Records from a dataset
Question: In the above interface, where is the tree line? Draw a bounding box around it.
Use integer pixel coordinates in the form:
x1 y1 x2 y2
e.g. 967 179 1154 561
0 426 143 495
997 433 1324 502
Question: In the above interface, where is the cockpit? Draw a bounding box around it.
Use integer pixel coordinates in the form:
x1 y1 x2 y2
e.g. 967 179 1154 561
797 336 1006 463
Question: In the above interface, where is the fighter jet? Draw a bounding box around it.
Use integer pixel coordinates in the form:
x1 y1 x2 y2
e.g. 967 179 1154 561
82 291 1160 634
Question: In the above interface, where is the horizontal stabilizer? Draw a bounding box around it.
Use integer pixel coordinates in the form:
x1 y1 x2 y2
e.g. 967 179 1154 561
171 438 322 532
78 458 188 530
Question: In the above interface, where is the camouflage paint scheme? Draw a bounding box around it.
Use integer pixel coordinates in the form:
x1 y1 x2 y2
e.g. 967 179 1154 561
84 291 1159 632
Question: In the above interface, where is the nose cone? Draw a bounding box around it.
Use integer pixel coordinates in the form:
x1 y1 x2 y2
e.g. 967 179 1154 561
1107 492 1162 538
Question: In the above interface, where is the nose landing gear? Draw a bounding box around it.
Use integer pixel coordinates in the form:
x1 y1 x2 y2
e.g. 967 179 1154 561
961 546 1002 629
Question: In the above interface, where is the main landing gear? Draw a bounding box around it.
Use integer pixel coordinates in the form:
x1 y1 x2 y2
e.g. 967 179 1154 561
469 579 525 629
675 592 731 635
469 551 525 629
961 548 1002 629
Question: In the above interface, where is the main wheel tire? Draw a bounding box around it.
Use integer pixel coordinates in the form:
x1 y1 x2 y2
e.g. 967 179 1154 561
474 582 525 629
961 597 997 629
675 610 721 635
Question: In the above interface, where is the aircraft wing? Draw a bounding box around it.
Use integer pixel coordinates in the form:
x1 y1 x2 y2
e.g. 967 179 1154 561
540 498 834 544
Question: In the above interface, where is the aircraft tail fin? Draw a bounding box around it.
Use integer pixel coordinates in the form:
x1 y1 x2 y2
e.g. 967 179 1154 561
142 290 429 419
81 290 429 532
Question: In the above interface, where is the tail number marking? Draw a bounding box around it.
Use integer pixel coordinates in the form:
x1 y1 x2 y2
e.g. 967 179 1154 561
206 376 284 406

...

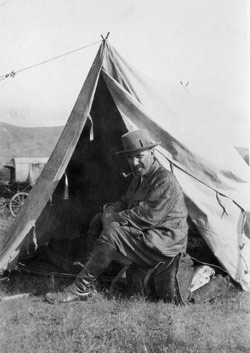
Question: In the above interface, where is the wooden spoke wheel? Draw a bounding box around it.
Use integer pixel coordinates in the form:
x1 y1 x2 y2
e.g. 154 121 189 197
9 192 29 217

WHAT IS ASKED
Copy out the part of the listing above that opens with the line containing "Question: In the above interface, where is the aircraft tail" and closes with the line containing "81 290 429 532". Include both of those lines.

COMPLETE OUTPUT
Question: In the above interface, where is the aircraft tail fin? Draw a bounding box around it.
Use integer pixel coordinates in the form:
x1 y1 x2 y2
e.g. 967 179 1154 561
142 290 429 419
81 290 429 532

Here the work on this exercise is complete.